→ Exercise description: Omitting every picture, copy the lines from the one that contains "Exercise. Locate the broad" through the last line of the records below, exactly and with nothing added.
════
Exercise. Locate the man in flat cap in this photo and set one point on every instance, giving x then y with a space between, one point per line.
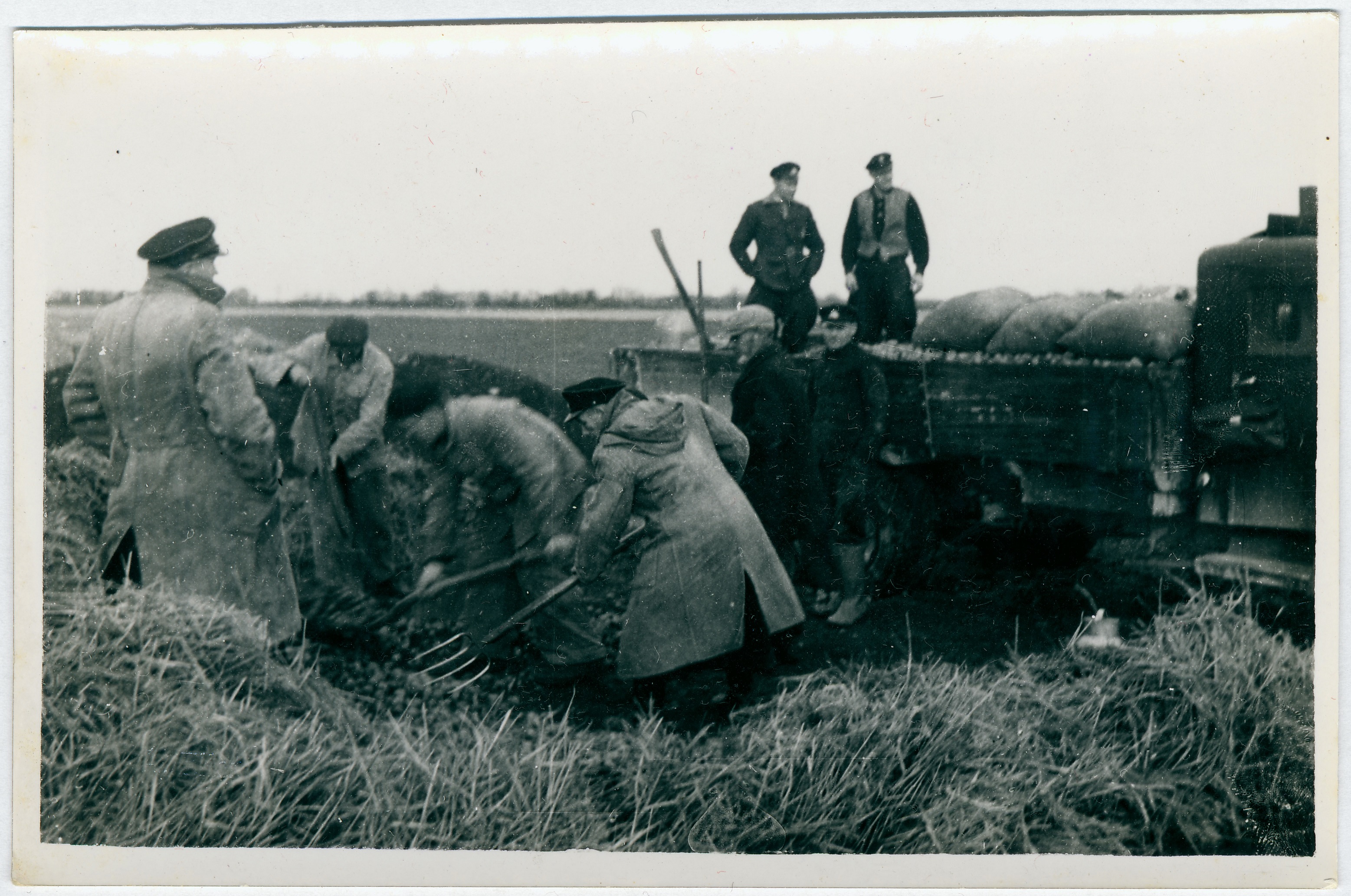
708 591
160 386
338 434
849 404
781 480
788 253
505 480
884 229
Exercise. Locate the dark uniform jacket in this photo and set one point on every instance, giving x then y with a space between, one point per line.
849 404
788 249
771 409
161 386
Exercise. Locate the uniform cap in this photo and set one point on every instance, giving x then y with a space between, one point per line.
179 245
750 318
838 315
348 331
588 394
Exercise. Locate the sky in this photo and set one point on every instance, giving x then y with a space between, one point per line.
1046 153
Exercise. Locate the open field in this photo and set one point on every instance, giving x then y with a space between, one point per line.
554 348
1194 738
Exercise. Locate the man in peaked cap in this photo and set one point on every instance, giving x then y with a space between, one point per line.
788 253
884 227
338 437
160 387
849 404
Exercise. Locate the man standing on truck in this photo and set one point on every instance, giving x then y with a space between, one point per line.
884 227
781 482
788 253
710 591
160 387
849 403
338 434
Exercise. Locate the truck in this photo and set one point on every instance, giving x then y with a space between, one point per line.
1204 464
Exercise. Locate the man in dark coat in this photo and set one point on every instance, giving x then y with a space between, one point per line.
338 434
160 386
788 253
849 404
708 580
884 227
781 482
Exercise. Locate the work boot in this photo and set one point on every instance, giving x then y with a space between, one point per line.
858 597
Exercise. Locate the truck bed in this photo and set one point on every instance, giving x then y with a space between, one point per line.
1105 417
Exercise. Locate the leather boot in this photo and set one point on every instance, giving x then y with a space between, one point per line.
853 565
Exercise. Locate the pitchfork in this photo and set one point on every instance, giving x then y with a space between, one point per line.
465 644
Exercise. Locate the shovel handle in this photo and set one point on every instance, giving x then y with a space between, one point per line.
554 594
460 579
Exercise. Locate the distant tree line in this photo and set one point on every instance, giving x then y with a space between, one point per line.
434 299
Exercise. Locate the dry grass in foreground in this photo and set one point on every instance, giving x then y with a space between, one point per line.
168 722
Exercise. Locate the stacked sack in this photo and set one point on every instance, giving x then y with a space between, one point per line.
1151 325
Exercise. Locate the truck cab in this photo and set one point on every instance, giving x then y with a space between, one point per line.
1254 372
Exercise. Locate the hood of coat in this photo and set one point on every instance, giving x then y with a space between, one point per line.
652 426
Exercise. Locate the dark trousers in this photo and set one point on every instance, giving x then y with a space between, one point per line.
795 310
884 301
368 496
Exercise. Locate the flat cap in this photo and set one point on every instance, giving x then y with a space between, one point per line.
179 245
880 163
588 394
838 315
348 331
750 318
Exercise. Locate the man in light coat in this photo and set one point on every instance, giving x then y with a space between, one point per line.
506 480
160 386
338 434
708 580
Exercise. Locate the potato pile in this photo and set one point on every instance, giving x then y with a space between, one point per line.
1151 325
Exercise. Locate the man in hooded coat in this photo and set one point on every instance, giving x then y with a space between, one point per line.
707 579
158 386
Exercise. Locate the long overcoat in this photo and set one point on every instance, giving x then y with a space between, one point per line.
158 383
675 463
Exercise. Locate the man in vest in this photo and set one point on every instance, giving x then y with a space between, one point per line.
884 227
788 253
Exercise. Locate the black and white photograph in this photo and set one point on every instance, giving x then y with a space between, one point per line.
677 448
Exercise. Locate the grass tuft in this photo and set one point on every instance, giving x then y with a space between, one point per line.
169 722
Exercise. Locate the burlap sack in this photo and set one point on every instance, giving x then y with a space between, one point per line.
1035 328
1153 330
968 322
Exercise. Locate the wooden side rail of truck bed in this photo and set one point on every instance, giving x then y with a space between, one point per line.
1082 434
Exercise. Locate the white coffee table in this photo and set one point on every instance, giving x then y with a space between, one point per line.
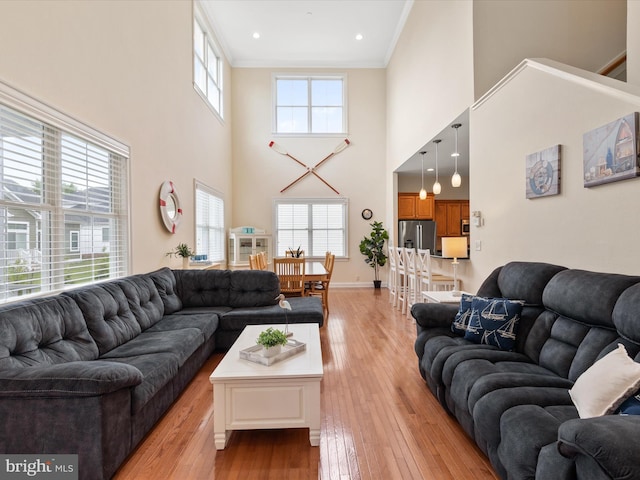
286 394
440 296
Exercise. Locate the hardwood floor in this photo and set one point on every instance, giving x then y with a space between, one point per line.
379 420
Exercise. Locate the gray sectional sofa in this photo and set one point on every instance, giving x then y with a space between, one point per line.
91 370
515 402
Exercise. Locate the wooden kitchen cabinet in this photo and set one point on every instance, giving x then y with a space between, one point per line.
410 207
448 214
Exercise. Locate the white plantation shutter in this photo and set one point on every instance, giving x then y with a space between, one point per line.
314 225
210 236
63 200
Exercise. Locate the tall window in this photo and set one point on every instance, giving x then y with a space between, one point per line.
207 66
210 235
310 105
61 184
316 226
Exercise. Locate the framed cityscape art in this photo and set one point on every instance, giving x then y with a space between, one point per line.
610 152
543 173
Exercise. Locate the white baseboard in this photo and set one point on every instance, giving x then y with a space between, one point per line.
368 284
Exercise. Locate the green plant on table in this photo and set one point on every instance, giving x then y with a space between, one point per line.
182 250
271 337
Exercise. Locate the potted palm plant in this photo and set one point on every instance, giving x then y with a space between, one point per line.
373 249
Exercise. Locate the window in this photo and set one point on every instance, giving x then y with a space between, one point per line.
316 226
207 66
210 235
17 235
74 241
310 105
61 183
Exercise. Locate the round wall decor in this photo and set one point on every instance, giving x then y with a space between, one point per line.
170 206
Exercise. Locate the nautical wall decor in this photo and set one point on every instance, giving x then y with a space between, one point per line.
543 173
610 152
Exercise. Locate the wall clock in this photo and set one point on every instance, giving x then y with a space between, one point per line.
170 206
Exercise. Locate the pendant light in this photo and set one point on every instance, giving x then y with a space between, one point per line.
456 180
423 192
437 188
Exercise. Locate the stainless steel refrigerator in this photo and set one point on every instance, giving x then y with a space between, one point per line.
417 234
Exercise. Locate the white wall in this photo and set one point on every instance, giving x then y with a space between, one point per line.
124 68
259 173
633 42
584 34
429 77
536 107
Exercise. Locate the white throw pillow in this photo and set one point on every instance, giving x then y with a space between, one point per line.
606 384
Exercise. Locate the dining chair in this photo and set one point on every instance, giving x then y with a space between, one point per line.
430 280
321 288
290 272
413 285
393 274
262 260
401 294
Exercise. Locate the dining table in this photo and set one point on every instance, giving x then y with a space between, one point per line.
314 271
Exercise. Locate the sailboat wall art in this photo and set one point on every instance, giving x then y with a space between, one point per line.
610 152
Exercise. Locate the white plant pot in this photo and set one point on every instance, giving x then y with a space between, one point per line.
271 351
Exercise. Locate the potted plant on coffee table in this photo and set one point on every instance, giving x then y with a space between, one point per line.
373 248
182 250
272 341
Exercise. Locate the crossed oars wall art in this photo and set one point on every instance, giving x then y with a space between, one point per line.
310 170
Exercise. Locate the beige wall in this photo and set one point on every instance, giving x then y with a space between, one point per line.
589 228
124 68
259 173
429 82
584 34
429 77
633 42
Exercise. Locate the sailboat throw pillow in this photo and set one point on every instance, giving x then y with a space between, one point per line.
494 321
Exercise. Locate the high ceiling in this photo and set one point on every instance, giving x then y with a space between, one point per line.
307 33
322 33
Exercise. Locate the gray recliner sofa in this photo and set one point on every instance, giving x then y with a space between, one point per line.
516 404
90 371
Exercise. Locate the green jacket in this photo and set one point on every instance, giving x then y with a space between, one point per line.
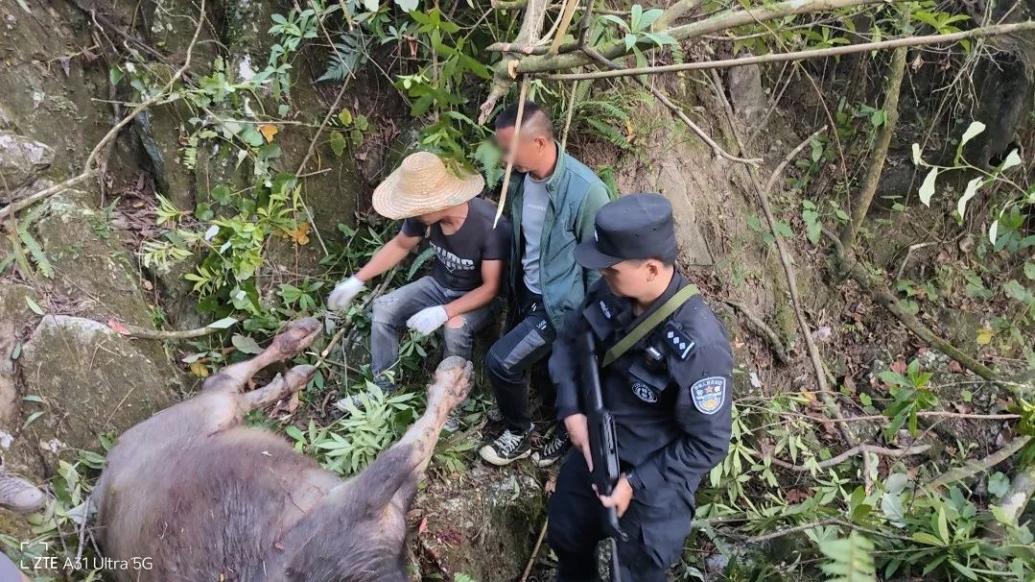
575 195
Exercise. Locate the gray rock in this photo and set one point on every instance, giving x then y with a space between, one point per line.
89 381
22 159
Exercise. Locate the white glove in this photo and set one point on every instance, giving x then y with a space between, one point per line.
344 293
427 319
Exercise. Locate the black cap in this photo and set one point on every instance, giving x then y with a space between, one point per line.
636 226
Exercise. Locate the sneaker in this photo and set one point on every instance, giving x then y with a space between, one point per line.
554 449
508 447
20 495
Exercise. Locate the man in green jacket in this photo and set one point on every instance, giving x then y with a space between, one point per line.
553 200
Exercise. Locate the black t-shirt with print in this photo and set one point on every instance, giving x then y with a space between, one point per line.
459 256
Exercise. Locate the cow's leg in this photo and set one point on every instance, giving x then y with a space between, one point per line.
282 386
296 338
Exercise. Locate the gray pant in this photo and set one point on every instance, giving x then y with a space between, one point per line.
391 311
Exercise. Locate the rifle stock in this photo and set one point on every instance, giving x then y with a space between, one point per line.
602 441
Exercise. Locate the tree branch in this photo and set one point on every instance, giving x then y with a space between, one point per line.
974 467
860 205
998 30
881 293
89 169
857 449
678 112
718 22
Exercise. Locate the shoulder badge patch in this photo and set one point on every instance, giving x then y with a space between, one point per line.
709 394
677 342
644 393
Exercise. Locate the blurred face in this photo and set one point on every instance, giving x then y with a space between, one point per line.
630 279
529 151
433 217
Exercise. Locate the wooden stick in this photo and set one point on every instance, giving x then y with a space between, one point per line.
535 551
513 147
997 30
974 467
678 112
879 154
90 170
565 20
857 449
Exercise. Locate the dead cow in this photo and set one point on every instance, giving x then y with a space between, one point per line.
191 495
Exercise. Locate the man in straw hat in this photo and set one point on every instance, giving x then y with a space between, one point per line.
552 203
439 205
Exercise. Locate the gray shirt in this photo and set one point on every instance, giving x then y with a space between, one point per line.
533 214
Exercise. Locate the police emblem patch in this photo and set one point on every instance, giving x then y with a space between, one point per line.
678 342
644 393
709 394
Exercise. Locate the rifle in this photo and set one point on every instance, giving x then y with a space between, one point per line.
602 442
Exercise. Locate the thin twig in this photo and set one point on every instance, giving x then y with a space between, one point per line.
857 449
789 271
513 147
977 466
997 30
567 119
535 551
89 169
760 327
879 153
134 331
678 112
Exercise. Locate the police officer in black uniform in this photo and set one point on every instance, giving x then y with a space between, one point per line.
670 395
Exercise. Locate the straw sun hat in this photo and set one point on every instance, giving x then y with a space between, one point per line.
423 184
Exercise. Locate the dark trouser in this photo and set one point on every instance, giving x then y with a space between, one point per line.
511 356
657 526
391 312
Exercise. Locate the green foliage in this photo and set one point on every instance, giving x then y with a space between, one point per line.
850 559
22 249
352 442
911 394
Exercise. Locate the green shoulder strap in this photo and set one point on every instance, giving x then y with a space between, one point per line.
645 326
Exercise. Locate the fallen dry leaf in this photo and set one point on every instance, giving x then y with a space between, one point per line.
118 327
268 131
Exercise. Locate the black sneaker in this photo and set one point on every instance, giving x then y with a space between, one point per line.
507 447
555 448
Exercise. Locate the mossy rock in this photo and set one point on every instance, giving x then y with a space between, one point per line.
89 381
91 268
483 526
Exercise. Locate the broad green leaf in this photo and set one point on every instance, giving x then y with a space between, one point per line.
969 193
33 306
245 344
943 525
972 132
224 323
924 537
337 143
1013 158
999 484
927 187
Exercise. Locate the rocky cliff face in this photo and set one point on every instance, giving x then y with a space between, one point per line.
66 377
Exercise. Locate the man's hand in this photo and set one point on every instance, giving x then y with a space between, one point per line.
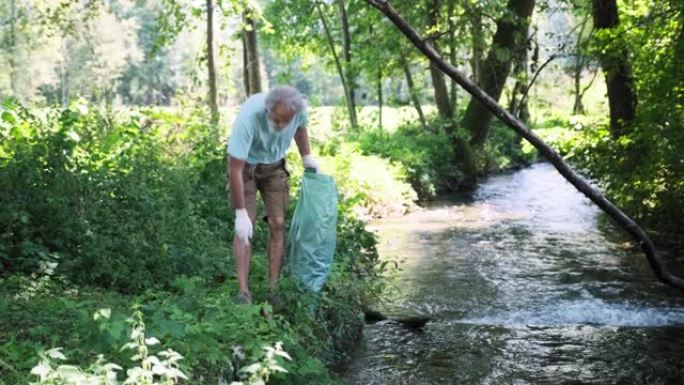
309 162
243 225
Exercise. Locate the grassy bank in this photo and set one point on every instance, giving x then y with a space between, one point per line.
106 210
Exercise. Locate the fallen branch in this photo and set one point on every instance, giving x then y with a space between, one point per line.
670 271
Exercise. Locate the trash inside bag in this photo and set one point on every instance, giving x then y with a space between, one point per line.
313 231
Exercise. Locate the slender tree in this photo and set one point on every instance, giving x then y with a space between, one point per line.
252 68
510 35
211 64
616 67
669 271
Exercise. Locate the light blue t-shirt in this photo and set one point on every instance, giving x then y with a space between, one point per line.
251 139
════
→ Task output:
Exercise. Locate the broad green leaf in this photo and set one point on every instance, giving x then y with a space between, one point per line.
969 193
33 306
245 344
943 525
972 132
224 323
924 537
337 143
1013 158
999 484
927 187
Exercise. Locate the rocky cliff face in this photo and set one point on every instance, giving x then y with a space between, one point per line.
66 377
Exercise. Locate the man's hand in this photo and set one point on every instance, giving x then y with a space between, one point per line.
309 162
243 225
Exercise. Locate the grassy bank in this photo and set one point on every instance, giving x then y with a space between, one point per line.
106 210
Exercise. Locate the fallen branch in this photo and set one point on every instance, giving x then y with a space between, one point per line.
670 271
Exercise. Locate the trash inside bag in this photo and set one point on every instance, giving x then y with a space between, one point per line.
313 231
Exercise. Locate the slender tree in this photo and set one point on every instance, giving x then y with a space between, one point per line.
252 68
510 35
211 64
616 67
669 271
Exercise. Locate the light blue t-shirt in this photo and set one point on every instance, giving x then y with a space between, one point per line.
251 139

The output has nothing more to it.